DIRECTIVE — Reproduce verbatim the lines of the records from the one containing "[locate] woman's hair" through the end of the records, both ends included.

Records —
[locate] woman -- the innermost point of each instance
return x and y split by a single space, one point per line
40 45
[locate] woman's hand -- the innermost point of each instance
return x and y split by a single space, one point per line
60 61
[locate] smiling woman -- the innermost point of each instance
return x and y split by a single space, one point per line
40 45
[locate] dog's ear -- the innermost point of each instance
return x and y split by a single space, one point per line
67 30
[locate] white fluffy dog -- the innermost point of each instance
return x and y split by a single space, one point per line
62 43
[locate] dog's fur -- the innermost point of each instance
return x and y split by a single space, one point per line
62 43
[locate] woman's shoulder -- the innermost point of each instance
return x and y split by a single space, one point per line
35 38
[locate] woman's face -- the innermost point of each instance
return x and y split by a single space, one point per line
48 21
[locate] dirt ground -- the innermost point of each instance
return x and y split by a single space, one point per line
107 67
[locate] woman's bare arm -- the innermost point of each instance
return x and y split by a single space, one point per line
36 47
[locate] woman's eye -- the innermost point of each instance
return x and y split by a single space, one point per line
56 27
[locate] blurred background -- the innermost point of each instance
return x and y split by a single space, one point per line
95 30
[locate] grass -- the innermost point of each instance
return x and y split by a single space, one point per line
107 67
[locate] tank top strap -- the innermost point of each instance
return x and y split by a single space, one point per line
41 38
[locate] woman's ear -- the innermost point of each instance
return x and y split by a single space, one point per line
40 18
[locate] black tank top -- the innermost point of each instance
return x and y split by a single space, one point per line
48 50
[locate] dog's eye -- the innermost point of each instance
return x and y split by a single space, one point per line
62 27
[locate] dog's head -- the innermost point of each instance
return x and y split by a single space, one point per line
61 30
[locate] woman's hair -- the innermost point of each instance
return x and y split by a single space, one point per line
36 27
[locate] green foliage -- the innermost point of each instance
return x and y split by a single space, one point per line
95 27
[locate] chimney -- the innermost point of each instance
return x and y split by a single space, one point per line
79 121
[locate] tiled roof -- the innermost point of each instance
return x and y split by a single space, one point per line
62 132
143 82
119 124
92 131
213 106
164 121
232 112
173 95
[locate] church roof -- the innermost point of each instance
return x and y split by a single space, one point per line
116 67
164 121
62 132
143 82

FINAL RESULT —
[locate] woman's hair -- the innermost point of each instance
return x and y split by a single space, one point per line
36 27
[locate] green foliage -- the innermost point of each instance
return x and y split by a single space, one point per line
95 27
[locate] chimney -- the innermost point of each instance
return x and y split by a single space, one point per line
79 121
[locate] tiled roof -- the innermost point of each instance
return x and y split by a single space, one point per line
62 132
143 82
119 124
92 131
213 106
164 121
232 112
173 95
[locate] church roof -- the innermost point of each instance
return x and y split by a single space, one point per line
116 67
164 121
62 132
143 82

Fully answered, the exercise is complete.